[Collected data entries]
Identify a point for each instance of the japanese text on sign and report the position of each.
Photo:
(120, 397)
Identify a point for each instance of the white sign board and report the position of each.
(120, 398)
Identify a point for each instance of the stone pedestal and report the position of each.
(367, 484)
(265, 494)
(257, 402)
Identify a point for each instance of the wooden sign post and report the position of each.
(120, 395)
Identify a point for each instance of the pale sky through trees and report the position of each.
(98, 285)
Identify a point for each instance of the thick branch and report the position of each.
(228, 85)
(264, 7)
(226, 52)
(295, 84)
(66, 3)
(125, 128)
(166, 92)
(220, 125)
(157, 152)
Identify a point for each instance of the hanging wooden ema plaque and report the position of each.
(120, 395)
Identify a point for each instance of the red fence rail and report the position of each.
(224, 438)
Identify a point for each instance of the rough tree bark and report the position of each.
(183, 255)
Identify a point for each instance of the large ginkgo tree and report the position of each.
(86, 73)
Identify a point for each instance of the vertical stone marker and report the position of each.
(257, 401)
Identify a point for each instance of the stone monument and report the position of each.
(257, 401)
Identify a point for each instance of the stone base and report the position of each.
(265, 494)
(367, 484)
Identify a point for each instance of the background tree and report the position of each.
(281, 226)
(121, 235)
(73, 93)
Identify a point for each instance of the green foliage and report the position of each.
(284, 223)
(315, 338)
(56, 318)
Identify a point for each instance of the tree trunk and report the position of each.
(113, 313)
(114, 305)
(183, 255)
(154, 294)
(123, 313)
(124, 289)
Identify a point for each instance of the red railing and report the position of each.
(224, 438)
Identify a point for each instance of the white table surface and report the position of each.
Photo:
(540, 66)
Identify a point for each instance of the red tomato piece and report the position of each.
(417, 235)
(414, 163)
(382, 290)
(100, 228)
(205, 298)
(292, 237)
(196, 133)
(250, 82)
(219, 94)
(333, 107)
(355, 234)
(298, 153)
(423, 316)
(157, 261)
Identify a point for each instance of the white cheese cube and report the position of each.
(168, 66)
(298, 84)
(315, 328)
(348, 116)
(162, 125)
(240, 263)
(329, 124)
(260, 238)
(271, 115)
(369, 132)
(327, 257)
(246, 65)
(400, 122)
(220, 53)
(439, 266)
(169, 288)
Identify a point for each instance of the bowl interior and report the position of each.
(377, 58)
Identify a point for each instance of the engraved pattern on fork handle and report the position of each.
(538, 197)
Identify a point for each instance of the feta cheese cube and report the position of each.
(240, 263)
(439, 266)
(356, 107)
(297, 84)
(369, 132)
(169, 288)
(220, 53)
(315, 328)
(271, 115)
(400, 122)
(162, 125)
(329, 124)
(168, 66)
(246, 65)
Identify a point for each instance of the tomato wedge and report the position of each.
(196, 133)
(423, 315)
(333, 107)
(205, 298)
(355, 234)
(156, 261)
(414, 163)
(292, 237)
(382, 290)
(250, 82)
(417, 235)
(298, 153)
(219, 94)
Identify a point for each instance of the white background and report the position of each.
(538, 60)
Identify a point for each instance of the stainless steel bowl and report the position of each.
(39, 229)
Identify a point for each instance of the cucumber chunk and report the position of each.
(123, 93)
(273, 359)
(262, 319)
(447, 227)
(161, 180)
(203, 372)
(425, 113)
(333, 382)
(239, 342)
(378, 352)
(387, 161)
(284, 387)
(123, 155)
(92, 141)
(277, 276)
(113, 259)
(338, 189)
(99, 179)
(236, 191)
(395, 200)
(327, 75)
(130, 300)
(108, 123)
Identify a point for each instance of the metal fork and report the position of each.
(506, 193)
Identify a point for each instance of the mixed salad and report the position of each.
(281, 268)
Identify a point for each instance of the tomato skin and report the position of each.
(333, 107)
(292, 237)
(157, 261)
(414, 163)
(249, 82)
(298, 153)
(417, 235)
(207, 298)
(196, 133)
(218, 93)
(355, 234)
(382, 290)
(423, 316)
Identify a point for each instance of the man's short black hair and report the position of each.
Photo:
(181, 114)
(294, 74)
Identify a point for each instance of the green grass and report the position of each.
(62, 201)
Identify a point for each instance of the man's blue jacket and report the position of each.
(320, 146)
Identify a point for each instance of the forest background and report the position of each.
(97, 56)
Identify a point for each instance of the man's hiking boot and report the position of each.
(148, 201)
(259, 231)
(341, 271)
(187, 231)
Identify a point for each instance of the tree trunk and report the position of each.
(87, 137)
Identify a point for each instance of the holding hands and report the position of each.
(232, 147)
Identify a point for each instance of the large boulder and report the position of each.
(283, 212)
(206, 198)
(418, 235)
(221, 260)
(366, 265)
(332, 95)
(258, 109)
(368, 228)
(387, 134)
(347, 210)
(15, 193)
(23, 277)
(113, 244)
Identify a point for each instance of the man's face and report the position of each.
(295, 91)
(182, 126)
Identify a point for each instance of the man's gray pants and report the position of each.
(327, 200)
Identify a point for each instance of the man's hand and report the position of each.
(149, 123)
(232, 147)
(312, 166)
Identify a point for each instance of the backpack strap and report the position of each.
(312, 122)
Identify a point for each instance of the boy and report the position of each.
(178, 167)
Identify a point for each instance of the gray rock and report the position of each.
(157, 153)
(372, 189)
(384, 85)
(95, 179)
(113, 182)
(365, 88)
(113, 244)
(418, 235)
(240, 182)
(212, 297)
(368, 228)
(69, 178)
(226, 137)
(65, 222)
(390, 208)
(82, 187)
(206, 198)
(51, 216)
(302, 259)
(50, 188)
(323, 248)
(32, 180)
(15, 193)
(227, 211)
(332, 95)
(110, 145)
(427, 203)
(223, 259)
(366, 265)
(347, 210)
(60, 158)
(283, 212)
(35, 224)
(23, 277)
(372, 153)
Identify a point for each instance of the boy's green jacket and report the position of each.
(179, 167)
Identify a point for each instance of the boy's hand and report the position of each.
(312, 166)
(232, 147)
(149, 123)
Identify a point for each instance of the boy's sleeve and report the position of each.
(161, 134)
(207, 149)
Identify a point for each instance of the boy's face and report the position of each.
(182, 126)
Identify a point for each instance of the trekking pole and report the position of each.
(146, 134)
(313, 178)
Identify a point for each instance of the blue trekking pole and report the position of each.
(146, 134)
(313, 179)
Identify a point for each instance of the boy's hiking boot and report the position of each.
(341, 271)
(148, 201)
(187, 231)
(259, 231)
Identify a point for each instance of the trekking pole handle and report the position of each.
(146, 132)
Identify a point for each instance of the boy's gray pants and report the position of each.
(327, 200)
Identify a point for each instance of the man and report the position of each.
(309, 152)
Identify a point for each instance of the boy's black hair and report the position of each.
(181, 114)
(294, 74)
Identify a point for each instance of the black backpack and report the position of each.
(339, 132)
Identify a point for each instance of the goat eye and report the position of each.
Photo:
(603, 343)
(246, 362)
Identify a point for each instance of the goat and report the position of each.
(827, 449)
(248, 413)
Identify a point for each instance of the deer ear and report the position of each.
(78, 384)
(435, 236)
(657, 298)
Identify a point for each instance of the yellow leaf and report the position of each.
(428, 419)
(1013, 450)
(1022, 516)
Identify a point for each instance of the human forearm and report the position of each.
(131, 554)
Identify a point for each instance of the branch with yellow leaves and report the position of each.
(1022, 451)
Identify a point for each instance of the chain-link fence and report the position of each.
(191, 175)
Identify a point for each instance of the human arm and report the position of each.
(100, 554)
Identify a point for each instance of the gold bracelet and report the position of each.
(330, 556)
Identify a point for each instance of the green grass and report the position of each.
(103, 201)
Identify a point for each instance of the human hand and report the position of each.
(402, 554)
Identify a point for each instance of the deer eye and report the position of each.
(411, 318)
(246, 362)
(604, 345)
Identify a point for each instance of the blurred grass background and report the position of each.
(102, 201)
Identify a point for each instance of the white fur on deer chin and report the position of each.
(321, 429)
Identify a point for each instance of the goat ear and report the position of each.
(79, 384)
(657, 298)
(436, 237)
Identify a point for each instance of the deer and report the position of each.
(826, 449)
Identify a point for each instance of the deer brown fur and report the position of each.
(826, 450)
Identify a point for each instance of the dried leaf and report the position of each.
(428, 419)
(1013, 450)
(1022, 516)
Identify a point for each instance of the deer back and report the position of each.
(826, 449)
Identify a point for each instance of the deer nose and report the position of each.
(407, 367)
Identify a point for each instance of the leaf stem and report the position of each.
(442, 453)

§ EXERCISE INSTRUCTIONS: Once you find the line containing "Identify a point for each instance of the deer back", copy it and every line after it through the end of the records, exactly as they stand.

§ YOUR SOLUTION:
Identify a point for each instance of the deer back and report the position of each.
(826, 449)
Identify a point for each instance of the deer nose and report the position of each.
(407, 367)
Identify a point for each instance of the leaf stem and report the position of each.
(442, 453)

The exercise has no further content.